What to do: Count the lines in the listing below that contain the string "mouth", matching case exactly, and give only the number.

Items listed in a dataset
>>>

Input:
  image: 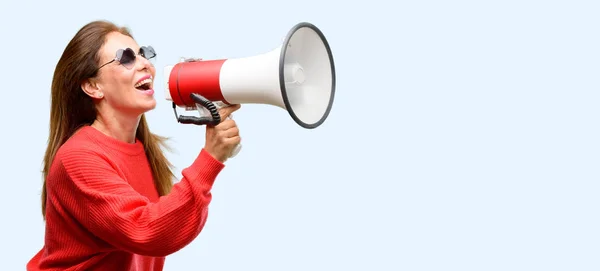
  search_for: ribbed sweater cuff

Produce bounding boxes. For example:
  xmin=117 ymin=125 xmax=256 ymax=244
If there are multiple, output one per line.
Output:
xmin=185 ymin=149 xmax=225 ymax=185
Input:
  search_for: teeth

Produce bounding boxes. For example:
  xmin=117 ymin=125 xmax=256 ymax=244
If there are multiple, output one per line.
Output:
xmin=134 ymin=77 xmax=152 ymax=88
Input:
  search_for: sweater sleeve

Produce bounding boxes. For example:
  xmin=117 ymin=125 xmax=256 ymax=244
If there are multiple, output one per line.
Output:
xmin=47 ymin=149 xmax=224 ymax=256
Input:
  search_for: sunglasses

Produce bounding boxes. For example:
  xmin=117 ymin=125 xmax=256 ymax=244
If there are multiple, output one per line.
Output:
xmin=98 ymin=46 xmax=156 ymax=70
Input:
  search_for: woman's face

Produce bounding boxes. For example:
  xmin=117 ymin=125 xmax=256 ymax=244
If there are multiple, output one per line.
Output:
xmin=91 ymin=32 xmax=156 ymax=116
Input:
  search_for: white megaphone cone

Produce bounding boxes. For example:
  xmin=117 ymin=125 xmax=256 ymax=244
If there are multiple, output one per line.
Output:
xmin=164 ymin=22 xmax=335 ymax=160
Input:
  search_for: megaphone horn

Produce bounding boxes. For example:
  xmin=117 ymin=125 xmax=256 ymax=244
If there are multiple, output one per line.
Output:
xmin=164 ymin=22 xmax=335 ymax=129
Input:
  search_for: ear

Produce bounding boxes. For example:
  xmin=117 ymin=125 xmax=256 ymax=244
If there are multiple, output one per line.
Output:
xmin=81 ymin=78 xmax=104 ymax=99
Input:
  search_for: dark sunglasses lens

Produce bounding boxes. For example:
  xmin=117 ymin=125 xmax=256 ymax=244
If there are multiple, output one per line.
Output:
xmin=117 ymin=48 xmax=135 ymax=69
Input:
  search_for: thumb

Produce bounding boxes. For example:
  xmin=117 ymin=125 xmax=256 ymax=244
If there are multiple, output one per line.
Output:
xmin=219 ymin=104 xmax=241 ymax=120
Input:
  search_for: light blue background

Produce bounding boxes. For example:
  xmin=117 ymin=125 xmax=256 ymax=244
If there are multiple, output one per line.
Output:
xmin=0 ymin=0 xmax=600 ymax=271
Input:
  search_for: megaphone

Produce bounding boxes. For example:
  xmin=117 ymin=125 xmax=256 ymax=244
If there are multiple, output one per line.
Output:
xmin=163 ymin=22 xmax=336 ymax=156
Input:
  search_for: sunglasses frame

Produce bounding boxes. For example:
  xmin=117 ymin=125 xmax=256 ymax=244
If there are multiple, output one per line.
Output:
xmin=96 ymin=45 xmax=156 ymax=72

<<<
>>>

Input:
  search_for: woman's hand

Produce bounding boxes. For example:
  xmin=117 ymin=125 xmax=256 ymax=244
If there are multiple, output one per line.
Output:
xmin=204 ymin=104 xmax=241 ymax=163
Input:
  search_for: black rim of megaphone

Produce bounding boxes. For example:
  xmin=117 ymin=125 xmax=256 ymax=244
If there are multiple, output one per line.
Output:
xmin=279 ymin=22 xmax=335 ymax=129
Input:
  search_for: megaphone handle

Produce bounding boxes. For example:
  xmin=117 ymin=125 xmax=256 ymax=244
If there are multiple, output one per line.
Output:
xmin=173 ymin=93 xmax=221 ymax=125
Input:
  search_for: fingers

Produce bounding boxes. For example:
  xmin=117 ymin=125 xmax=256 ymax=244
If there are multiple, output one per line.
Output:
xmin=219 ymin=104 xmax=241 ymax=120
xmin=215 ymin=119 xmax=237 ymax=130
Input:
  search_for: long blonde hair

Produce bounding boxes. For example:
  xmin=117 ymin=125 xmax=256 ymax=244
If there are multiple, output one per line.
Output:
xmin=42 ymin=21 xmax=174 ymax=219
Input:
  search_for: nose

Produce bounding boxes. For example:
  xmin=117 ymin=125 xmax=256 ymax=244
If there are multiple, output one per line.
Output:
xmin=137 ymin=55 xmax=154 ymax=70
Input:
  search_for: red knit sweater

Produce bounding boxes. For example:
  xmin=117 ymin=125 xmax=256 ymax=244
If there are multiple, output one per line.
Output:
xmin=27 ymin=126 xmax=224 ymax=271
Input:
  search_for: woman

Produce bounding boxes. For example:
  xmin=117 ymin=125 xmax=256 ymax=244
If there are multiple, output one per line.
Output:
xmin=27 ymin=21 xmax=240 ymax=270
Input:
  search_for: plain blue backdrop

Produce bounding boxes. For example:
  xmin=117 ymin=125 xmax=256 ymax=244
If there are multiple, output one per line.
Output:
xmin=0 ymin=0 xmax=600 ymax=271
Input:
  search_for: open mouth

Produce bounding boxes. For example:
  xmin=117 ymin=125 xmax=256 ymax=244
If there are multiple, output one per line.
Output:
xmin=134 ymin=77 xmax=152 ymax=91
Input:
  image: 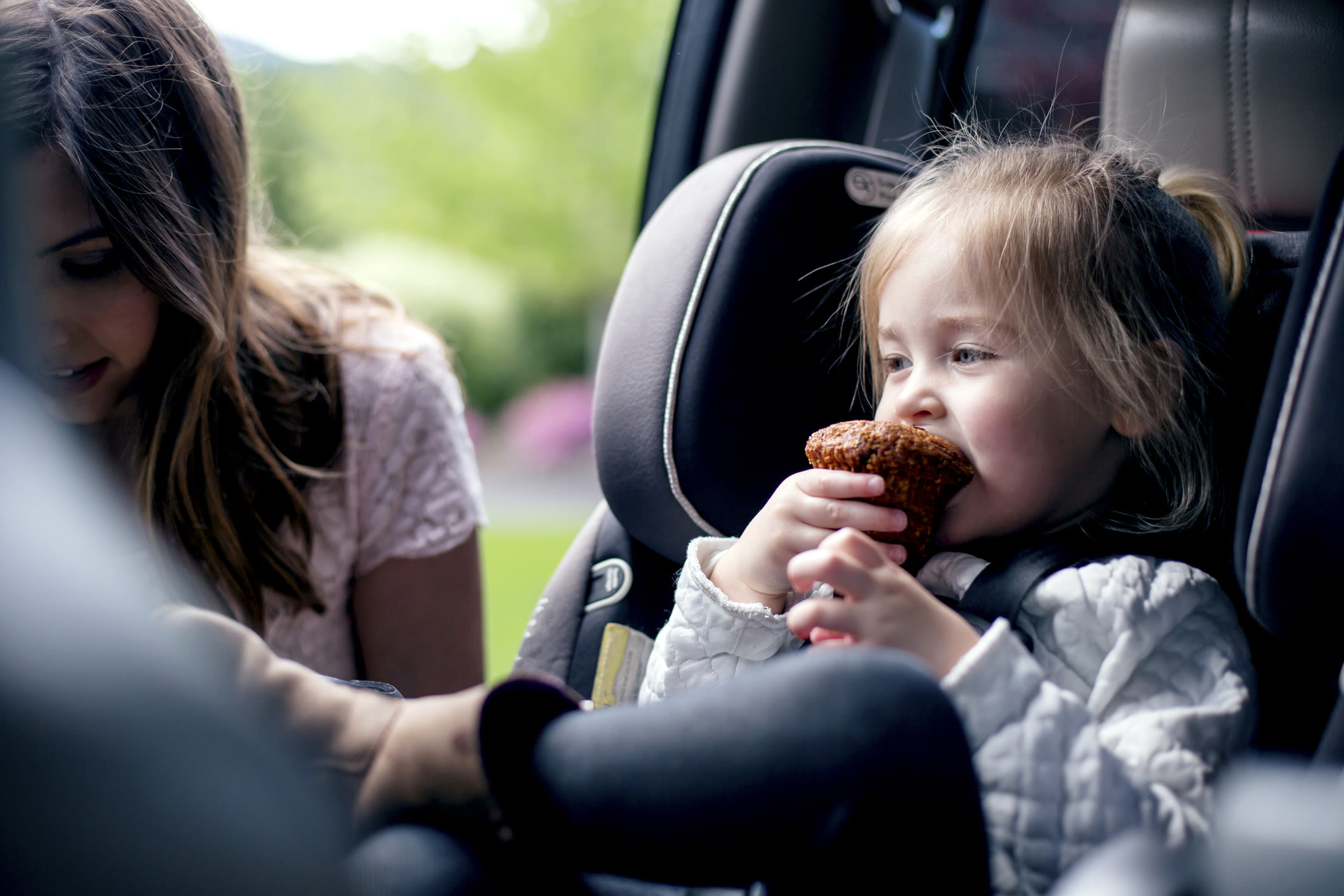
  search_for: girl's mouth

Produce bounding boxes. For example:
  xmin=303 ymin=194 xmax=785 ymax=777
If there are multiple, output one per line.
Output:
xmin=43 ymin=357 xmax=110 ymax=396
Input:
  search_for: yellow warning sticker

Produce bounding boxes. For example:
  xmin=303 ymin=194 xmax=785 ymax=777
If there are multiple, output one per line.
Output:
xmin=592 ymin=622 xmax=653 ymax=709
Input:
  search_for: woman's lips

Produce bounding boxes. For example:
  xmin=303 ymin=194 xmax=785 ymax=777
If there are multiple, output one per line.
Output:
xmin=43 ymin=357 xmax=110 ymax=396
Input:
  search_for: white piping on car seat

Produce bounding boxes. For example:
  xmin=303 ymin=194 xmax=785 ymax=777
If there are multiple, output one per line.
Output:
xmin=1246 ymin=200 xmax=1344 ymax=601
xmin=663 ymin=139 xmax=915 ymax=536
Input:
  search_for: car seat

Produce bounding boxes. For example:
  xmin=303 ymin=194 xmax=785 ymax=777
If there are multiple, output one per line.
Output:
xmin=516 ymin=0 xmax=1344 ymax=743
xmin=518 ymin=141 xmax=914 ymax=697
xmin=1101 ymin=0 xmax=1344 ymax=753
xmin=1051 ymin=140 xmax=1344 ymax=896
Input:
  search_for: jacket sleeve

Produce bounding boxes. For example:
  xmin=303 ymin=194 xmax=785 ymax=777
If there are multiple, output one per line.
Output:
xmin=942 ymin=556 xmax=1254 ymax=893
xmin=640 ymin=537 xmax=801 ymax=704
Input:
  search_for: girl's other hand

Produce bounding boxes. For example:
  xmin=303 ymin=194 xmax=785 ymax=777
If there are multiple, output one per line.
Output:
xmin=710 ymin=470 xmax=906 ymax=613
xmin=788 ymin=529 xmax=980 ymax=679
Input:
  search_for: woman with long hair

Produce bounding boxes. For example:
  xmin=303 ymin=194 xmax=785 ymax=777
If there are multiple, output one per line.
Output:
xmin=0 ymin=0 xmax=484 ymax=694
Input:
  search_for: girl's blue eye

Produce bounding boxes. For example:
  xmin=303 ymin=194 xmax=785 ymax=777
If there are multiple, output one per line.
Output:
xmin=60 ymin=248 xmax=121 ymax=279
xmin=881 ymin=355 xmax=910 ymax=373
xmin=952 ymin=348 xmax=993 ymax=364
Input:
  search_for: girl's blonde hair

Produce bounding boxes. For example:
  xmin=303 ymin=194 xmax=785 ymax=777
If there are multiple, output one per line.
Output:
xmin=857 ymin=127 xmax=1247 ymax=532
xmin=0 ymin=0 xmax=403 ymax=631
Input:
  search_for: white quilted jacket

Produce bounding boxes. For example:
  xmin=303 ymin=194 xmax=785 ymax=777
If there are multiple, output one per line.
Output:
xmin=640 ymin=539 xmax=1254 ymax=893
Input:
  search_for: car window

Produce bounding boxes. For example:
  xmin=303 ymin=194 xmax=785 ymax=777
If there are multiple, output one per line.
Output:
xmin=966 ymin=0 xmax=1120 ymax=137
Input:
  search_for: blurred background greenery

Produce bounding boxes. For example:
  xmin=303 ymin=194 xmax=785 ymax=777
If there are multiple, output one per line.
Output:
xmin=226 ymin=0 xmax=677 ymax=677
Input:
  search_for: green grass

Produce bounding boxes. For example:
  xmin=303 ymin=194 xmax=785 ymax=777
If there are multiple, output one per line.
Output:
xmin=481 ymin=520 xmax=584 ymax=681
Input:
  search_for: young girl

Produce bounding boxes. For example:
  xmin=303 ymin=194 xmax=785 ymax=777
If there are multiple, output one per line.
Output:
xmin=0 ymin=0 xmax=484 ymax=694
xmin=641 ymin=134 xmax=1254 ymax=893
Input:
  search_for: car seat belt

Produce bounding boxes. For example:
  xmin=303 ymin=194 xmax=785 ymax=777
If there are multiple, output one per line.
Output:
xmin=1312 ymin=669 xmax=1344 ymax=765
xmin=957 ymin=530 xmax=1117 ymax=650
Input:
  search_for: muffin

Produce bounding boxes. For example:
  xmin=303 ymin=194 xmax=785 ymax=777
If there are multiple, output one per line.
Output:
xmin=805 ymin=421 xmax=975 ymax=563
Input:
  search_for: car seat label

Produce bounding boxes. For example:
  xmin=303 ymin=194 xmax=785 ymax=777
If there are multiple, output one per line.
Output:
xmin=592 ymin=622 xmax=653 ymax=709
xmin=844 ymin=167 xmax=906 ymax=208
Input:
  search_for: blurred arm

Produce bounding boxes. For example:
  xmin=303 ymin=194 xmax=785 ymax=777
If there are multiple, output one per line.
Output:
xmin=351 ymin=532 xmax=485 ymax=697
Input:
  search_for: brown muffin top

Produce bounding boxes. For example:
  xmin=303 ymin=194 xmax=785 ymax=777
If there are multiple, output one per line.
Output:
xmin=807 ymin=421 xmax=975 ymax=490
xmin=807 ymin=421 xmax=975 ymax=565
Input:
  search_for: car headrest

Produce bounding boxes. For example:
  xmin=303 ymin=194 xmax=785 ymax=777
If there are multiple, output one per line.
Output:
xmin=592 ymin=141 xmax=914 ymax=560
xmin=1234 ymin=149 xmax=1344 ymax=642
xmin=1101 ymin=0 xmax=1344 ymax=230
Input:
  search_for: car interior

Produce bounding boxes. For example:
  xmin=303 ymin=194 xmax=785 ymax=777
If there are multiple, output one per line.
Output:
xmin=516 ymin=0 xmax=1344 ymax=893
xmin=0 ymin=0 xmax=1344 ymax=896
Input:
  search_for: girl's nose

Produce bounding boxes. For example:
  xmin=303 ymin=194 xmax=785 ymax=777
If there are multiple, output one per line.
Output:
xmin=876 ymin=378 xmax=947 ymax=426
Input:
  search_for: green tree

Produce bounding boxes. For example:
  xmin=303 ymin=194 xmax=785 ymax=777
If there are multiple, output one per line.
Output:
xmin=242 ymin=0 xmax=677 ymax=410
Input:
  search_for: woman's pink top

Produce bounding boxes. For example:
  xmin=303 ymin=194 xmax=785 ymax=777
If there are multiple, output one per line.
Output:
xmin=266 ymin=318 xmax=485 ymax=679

<<<

Exercise result: 2